EXERCISE BRIEF:
Repeat, exactly and alone, every line from the line that contains "Record the location of each instance of the gray wing" to the end of the entries.

------------------------------------

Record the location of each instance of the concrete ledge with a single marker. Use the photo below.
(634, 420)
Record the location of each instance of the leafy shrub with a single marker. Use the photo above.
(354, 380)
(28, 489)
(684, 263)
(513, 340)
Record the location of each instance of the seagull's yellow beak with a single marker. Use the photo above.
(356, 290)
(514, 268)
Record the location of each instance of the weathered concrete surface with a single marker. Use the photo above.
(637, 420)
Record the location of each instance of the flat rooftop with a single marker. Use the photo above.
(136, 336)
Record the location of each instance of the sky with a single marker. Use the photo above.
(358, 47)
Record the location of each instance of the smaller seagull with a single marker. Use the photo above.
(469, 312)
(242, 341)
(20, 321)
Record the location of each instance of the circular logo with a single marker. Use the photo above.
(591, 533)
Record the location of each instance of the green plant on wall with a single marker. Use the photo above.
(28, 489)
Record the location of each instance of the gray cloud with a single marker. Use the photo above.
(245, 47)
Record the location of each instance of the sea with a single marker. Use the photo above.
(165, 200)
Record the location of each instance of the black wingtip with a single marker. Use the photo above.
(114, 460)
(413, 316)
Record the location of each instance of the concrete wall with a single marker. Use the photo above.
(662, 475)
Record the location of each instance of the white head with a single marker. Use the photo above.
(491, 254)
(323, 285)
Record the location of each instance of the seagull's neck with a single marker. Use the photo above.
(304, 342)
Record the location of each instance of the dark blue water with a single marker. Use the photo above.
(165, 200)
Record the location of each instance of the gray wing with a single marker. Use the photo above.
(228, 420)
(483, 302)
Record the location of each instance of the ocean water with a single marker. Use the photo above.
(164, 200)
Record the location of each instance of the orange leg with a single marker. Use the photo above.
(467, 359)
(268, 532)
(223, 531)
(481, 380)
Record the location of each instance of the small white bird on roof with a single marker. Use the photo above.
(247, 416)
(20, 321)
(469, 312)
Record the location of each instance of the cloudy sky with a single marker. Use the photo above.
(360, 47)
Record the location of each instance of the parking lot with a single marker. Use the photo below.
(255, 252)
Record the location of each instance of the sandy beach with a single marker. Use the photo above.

------------------------------------

FINISHED TASK:
Record the location of each instance of the gray wing with a single marker. Use the photo above.
(228, 420)
(483, 302)
Record the location of each instance of the ocean water with a single marker. Use the photo above.
(164, 200)
Record the location of each instance of the orange leg with a single marker. Use the photo above.
(467, 359)
(268, 532)
(223, 531)
(481, 380)
Record the location of each instance of the small white bird on roof with a single marker. Use the photo above.
(247, 416)
(20, 321)
(469, 312)
Record the location of each instance of the cloudy sky with a single marker. Use the photo above.
(360, 47)
Record the location of each instance of the parking lot with a single marker. Use the photo below.
(255, 252)
Record the location of each instance of the sandy beach with a single marker. Use the photo above.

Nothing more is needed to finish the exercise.